The exercise
From the records below, pull out every line that contains the word "dress" and copy those lines unchanged.

Supplied information
------------------------------------------------

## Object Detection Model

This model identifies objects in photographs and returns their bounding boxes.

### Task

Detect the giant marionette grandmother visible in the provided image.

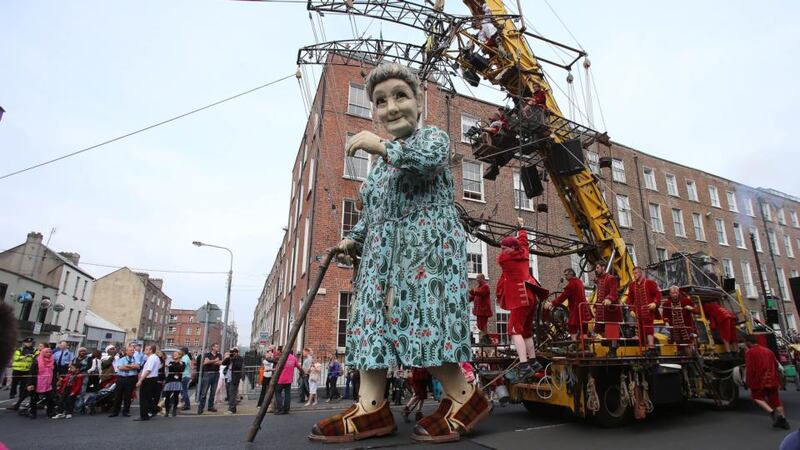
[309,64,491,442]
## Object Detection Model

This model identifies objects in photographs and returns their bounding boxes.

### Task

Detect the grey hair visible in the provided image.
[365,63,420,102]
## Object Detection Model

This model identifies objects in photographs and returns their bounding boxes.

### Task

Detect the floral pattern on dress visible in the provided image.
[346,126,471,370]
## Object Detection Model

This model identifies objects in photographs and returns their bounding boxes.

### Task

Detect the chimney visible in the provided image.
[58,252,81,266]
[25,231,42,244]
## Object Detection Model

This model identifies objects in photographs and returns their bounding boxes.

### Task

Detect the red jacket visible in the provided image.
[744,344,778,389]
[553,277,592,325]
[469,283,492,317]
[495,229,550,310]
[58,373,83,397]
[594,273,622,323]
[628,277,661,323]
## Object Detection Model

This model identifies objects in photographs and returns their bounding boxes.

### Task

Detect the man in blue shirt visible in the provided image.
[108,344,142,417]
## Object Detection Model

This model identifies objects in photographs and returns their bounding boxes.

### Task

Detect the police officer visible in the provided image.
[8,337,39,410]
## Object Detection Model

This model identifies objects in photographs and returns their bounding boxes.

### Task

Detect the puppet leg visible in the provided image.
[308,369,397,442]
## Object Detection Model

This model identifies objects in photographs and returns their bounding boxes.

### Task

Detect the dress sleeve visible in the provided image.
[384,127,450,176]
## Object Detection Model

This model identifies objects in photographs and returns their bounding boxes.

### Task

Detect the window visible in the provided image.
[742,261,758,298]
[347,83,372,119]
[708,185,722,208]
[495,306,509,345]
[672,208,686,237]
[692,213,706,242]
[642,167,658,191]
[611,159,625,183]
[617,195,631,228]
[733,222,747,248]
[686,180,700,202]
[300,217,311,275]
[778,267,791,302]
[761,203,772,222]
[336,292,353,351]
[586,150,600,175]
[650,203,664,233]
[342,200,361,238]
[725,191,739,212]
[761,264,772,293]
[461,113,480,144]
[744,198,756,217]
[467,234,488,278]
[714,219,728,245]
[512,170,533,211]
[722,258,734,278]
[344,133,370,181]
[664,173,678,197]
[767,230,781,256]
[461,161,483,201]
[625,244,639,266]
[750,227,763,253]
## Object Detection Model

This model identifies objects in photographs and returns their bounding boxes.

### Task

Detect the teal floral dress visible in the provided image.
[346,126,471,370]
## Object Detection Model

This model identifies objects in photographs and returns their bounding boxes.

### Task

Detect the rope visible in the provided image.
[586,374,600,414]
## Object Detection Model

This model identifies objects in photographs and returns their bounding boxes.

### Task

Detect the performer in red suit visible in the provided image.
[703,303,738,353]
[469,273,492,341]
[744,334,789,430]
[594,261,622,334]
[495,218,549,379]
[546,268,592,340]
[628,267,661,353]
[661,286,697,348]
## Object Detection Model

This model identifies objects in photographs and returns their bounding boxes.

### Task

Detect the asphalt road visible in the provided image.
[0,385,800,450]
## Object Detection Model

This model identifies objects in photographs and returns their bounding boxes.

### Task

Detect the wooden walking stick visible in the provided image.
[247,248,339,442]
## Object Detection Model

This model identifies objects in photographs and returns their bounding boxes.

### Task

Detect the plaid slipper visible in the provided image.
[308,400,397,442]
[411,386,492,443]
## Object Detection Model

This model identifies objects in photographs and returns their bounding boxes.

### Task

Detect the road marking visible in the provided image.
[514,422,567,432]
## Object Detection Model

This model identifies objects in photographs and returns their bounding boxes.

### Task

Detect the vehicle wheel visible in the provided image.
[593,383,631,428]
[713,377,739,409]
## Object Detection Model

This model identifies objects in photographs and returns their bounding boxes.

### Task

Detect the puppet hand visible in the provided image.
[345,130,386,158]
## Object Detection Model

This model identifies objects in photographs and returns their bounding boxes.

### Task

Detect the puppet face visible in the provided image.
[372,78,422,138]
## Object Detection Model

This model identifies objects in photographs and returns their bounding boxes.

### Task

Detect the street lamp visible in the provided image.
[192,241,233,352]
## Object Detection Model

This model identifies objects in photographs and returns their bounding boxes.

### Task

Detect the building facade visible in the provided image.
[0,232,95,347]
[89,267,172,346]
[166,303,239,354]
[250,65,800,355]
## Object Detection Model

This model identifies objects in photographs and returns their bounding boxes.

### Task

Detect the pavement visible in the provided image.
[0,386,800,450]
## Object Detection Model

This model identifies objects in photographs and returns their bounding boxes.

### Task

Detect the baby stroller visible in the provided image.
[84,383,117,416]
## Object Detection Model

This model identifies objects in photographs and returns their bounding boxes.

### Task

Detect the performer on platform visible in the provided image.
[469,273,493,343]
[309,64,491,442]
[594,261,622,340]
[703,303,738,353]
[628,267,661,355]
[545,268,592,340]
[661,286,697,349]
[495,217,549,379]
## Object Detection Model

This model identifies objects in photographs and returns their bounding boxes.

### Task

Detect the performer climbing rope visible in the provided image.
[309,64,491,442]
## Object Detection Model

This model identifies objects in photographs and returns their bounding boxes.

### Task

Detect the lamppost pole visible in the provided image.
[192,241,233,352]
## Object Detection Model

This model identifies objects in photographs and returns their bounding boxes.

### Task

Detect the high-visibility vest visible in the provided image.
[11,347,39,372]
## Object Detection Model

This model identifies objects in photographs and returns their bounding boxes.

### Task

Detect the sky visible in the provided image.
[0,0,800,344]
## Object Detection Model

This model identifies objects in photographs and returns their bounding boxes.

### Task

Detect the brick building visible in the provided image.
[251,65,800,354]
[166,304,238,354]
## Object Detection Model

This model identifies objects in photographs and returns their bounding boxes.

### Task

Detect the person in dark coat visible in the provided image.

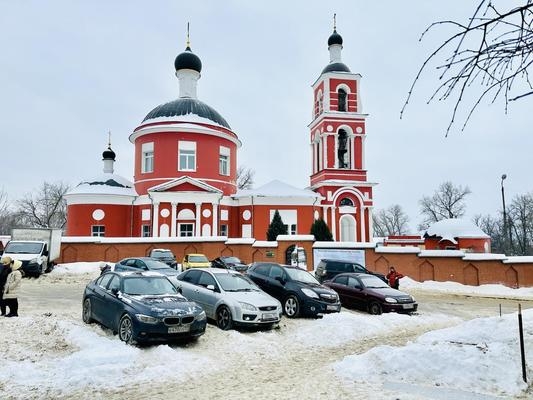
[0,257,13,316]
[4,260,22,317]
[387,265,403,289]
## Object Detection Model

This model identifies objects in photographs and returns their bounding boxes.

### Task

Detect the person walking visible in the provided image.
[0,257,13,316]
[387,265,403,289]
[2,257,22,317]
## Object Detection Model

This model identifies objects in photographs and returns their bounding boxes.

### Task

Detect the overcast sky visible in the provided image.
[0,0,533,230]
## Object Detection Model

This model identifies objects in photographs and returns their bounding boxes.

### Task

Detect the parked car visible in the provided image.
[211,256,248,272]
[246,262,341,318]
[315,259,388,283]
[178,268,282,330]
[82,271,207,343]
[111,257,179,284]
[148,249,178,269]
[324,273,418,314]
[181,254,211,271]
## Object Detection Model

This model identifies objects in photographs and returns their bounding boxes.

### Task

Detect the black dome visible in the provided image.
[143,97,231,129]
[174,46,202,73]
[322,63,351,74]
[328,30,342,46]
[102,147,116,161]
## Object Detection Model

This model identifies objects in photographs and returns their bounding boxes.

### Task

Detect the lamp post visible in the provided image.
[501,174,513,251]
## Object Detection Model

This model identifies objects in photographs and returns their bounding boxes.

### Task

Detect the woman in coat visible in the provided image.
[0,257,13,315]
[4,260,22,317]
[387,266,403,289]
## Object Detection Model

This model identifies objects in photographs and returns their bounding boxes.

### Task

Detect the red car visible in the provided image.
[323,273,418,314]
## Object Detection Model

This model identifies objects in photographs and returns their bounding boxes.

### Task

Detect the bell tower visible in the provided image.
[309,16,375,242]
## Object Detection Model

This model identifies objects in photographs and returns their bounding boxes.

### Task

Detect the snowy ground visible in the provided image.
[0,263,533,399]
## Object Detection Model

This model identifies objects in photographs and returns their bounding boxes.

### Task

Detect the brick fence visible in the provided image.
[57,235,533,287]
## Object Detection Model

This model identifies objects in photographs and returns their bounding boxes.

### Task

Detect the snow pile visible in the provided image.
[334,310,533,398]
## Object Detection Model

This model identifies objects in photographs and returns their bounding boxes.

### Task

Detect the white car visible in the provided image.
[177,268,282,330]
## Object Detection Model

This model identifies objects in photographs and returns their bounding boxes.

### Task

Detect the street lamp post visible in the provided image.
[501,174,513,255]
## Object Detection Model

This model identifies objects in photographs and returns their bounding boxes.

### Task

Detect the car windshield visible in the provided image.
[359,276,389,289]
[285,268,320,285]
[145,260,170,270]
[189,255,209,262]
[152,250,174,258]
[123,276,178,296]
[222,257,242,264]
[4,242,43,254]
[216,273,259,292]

------------------------------------------------

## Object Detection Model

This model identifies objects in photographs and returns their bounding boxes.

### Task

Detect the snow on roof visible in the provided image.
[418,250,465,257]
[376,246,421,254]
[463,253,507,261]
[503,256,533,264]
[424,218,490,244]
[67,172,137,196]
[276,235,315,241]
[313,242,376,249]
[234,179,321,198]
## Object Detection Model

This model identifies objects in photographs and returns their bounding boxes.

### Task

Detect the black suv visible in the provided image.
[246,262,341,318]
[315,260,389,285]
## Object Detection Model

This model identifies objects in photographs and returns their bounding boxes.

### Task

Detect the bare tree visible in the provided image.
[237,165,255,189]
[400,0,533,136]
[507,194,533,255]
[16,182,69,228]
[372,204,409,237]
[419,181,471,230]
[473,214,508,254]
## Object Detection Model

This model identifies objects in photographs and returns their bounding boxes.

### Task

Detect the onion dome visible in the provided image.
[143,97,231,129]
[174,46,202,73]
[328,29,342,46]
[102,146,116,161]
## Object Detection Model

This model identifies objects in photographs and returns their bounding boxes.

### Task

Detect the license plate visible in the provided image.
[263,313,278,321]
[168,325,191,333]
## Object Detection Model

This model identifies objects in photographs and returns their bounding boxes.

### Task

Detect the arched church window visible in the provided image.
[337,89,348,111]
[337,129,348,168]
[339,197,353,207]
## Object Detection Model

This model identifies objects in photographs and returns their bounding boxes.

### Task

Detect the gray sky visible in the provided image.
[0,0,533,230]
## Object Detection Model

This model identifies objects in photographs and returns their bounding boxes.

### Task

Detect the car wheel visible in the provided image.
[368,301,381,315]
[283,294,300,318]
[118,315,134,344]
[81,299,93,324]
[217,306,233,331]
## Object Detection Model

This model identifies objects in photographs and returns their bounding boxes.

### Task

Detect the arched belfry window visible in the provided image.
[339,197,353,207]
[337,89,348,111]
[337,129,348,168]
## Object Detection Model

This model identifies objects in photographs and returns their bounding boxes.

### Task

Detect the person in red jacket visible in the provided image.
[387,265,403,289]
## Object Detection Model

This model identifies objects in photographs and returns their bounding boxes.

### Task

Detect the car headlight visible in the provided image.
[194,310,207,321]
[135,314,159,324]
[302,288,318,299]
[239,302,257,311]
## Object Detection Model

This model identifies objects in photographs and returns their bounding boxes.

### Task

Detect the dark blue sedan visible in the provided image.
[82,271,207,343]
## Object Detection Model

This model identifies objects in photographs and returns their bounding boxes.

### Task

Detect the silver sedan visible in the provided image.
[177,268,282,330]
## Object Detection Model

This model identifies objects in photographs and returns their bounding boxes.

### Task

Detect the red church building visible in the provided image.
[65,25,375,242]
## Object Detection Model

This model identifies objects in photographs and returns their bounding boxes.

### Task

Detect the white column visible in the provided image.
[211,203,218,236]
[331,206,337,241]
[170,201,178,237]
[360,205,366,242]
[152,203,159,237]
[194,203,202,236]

------------------------------------------------

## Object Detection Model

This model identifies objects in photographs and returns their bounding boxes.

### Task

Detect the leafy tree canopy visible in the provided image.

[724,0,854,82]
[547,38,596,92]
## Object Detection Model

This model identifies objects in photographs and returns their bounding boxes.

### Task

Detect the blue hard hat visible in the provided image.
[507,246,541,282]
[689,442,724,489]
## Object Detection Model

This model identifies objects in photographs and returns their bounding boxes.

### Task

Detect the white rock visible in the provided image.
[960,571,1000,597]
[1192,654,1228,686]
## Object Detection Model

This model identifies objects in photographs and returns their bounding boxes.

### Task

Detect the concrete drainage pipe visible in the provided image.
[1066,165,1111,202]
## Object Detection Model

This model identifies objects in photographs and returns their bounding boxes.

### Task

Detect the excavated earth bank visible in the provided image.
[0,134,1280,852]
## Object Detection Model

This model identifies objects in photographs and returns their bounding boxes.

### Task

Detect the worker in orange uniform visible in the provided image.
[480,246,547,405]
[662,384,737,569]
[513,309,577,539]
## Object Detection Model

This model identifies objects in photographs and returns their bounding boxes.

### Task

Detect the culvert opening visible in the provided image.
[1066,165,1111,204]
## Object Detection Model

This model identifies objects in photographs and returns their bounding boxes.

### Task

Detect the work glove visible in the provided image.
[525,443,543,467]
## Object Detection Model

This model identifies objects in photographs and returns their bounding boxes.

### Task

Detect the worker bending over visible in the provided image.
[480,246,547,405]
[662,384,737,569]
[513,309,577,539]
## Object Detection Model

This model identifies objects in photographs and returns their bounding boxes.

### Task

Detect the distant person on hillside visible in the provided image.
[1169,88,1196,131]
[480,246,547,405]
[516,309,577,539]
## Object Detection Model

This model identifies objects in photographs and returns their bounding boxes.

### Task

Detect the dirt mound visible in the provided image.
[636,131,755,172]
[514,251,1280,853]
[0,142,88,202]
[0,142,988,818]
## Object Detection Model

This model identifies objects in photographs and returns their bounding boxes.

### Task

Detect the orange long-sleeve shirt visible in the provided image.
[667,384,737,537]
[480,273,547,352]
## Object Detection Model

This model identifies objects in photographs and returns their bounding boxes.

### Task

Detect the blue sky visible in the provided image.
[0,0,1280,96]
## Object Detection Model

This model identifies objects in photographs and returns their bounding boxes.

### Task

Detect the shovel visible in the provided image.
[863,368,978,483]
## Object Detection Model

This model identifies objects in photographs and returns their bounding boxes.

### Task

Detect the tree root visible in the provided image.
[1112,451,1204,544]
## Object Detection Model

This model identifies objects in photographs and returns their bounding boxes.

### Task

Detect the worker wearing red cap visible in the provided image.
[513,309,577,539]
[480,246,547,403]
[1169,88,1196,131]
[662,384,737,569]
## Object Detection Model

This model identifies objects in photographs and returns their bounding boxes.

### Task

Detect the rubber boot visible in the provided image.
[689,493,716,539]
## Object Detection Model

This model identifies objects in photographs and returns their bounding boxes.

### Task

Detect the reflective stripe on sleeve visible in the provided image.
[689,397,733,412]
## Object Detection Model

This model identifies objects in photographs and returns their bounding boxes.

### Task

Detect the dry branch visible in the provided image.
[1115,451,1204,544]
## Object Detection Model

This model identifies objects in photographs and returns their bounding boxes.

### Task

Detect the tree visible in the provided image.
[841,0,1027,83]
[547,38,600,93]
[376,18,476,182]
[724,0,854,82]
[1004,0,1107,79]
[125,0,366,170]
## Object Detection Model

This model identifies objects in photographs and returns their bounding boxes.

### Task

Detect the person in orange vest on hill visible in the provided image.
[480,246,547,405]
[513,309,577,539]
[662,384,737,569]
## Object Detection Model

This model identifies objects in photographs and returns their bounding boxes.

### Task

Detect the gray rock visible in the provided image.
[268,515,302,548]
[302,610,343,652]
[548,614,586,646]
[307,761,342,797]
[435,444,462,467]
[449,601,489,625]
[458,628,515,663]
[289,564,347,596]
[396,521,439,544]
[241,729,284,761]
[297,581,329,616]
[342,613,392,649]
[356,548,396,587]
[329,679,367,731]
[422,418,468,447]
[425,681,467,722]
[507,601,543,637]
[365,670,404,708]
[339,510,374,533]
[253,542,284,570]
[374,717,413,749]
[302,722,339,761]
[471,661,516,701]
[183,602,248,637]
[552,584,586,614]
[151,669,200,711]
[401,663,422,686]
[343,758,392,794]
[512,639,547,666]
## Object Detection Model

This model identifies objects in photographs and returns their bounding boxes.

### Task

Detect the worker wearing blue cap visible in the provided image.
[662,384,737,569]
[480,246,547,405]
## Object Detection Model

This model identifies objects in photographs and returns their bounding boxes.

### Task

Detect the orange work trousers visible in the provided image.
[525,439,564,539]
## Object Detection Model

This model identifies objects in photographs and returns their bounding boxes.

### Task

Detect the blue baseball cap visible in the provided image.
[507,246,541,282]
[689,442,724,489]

------------------------------------------------

Written reply
Detect the floral pattern on dress visible in the provided image.
Detect the dress sleeve visible in the provided image.
Detect the teal floral dress visible in the provided image.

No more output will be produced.